■ SELECTED EXCERPT ■
>> BEGIN

“This is part of my Watercolor Lessons series of posts, where I share personal experiences that I feel have not been sufficiently or succinctly covered elsewhere. If you’re interested only in the lessons and not my normal blog posts, you can easily select them in the categories box on the right. ”
When I first started watercolor painting, the singular thing I spent the most time trying to figure out was this easel. Through lots of research on the internet about what people had done, this setup was the easiest and least expensive that I could put together. I had seen Alvaro Castagnet working with a similar easel and wanted to try to make one myself. Note: This is my first attempt at making a board from foamcore instead of wood, so come on! Let’s try this experiment together. The steps are almost the same, though.
The Swiveling Easel – Why? Well, I’ll tell ya.
In watercolor, it’s very important to control the flow of the water on the paper. Sometimes you may want the water (and therefore the pigment) to lay flat and not move around much. In other circumstances, you might want the paint and water to move quickly down the paper. This easel setup will allow you to do just that without having to make adjustments to the easel while you’re working.
Note: I usually use a thin board made from processed wood for this, but since I needed a larger board for some larger work, and I was concerned about weight, I went with foamcore. It’s not nearly as sturdy as the the wood, as you can see in the video.

>> END

■ TASK REQUIREMENTS ■
1. In the post about the swiveling watercolor easel, which painter did the writer see working with a similar easel?
2. Carry on the blog post about the swiveling watercolor easel, picking up right after its last sentence.

■ SOURCE EXCERPT ■

>> BEGIN

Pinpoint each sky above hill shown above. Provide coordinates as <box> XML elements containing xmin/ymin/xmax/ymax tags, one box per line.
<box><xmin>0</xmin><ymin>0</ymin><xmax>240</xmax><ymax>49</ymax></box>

>> END

■ ANSWERS TO THE EXERCISES ■
1. Alvaro Castagnet.

2.
The supplies you need are:
- sturdy but lightweight tripod with a quick-release shoe. Make sure you get one that has extra shoes readily available. I have a number of boards in the same and different sizes that I can swap instantly.
thingy (see below. I don’t know what it’s called.)Tee Nut – Threads should be the same diameter as the original screw on your tripod’s shoe.
- screw (I use one with an allen wrench head so I can really crank it down)
- long ruler – I recommend you get one with a finger guard for all your cutting needs.
- box cutter
- packing tape
- awe or drill (depending on the surface you’re using)
Tripod: The SLIK F740 tripod is one I highly recommend. The shoes are wide and large, adding a greater surface area for the board to rest on. In addition, the tripod itself is well made, sturdy, and inexpensive. You can find it on Amazon here, but you may want to ask at your local camera store if you can get the replacement shoes easily. Where I live, they’re very easy to find and cheap, but I don’t see any on the American Amazon website. It doesn’t matter what tripod you use as long as it’s sturdy, lightweight, and has quick release shoes that are fairly large.
Support: If you’re working small (45×60 cm or less), I highly recommend using processed wood instead of foamcore. It’s a much sturdier and more secure surface to work on. The downside is it’s much heavier. If you go this route, see what your local hardware store has to offer. Plywood is probably going to be too heavy to carry around, and may push the limits of the tripod.
Cut the Board to the Required Size
I mark it out lightly first with a marker or pencil. It’s easy to cut when using foamcore. If you use wood (like I usually do) and you don’t have the necessary tools, you can ask the store to cut it for you.
I leave about a half an inch on three sides and more on one side so I can tape scrap paper there and check my colors before using them.
Tape the Edges
Makes it look nice and protects it from moisture.
Find the Center and Use an Awe or Drill to Make a Hole
This hole should be slightly larger than the diameter of the tee nut’s shaft. Hey, you in the back, stop laughing. Geesh, there’s one in every crowd.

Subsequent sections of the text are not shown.